**EXERCISE PROMPT**
Write out the records exactly, from their start through the line that contains "box: [462, 73, 600, 258]", including both ends. Leave the pictures out of your answer.

Items stored from a collection
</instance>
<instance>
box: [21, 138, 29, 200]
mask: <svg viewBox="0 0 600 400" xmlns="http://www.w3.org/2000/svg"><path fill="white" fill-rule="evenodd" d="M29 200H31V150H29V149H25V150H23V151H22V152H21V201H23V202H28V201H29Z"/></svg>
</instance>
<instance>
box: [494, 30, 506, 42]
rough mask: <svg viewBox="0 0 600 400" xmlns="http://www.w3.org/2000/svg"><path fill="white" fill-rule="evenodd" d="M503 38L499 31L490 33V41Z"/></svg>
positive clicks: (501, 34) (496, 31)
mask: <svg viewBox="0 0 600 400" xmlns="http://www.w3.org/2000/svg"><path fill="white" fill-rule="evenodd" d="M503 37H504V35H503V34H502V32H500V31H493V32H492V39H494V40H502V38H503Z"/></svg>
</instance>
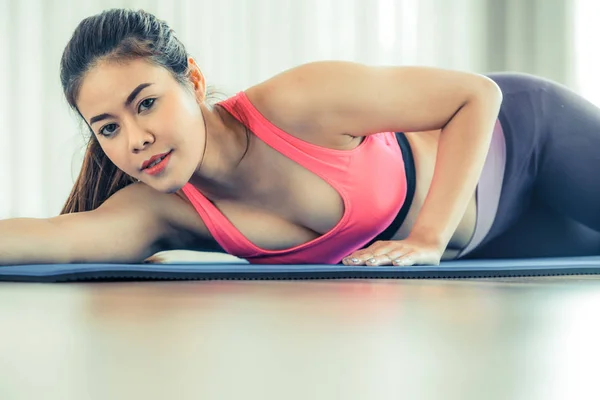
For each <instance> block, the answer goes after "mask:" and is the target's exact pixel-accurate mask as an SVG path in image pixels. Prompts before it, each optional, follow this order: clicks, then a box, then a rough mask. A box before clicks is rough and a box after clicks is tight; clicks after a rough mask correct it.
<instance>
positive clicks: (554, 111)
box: [462, 73, 600, 258]
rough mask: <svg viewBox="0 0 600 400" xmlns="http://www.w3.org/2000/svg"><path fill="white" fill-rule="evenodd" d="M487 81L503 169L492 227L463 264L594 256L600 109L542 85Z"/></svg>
mask: <svg viewBox="0 0 600 400" xmlns="http://www.w3.org/2000/svg"><path fill="white" fill-rule="evenodd" d="M487 76H489V77H490V78H491V79H492V80H494V81H495V82H496V83H497V84H498V85H499V86H500V88H501V89H502V92H503V96H504V99H503V103H502V107H501V110H500V115H499V120H500V123H501V126H502V131H503V134H504V138H505V150H506V159H505V170H504V177H503V181H502V187H501V191H500V198H499V202H498V205H497V210H496V215H495V218H494V221H493V223H492V226H491V227H490V229H489V231H488V233H487V235H485V237H484V238H483V239H482V240H481V242H480V243H479V244H478V246H477V247H476V248H475V249H474V250H473V251H471V252H470V253H468V254H467V255H465V256H464V257H462V258H499V257H544V256H574V255H599V254H600V178H599V177H598V173H599V172H600V109H599V108H598V107H596V106H594V105H593V104H592V103H590V102H589V101H587V100H585V99H583V98H582V97H581V96H579V95H577V94H576V93H575V92H573V91H571V90H569V89H568V88H566V87H564V86H562V85H559V84H557V83H554V82H551V81H549V80H546V79H543V78H539V77H534V76H531V75H527V74H519V73H494V74H488V75H487ZM481 207H485V205H481Z"/></svg>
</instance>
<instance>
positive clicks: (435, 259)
mask: <svg viewBox="0 0 600 400" xmlns="http://www.w3.org/2000/svg"><path fill="white" fill-rule="evenodd" d="M442 253H443V251H441V250H440V249H439V247H438V246H432V245H429V244H426V243H423V242H422V241H419V240H416V239H411V238H406V239H405V240H390V241H379V242H375V243H373V244H372V245H371V246H369V247H367V248H365V249H361V250H358V251H355V252H354V253H353V254H351V255H349V256H348V257H345V258H344V259H343V260H342V263H343V264H344V265H367V266H378V265H397V266H409V265H439V263H440V260H441V258H442Z"/></svg>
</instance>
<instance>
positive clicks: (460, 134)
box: [410, 86, 502, 251]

**SOLUTION FOR THIS PROBLEM**
</instance>
<instance>
box: [21, 138, 29, 200]
mask: <svg viewBox="0 0 600 400" xmlns="http://www.w3.org/2000/svg"><path fill="white" fill-rule="evenodd" d="M29 200H31V150H29V149H25V150H23V151H22V152H21V201H23V202H28V201H29Z"/></svg>
</instance>
<instance>
box: [494, 30, 506, 42]
rough mask: <svg viewBox="0 0 600 400" xmlns="http://www.w3.org/2000/svg"><path fill="white" fill-rule="evenodd" d="M503 38L499 31L490 33V41Z"/></svg>
positive clicks: (501, 34) (496, 31)
mask: <svg viewBox="0 0 600 400" xmlns="http://www.w3.org/2000/svg"><path fill="white" fill-rule="evenodd" d="M503 37H504V35H503V34H502V32H500V31H493V32H492V39H494V40H502V38H503Z"/></svg>
</instance>
For each <instance> block, the answer goes after "mask:" and is the target's exact pixel-accurate mask as an SVG path in image pixels. Prompts before it, each optional, follow this order: clicks, then a box, then a rough mask. A box before clicks is rough and a box after clicks is tight; clicks after a rough mask correct it.
<instance>
positive clicks: (554, 111)
box: [462, 73, 600, 258]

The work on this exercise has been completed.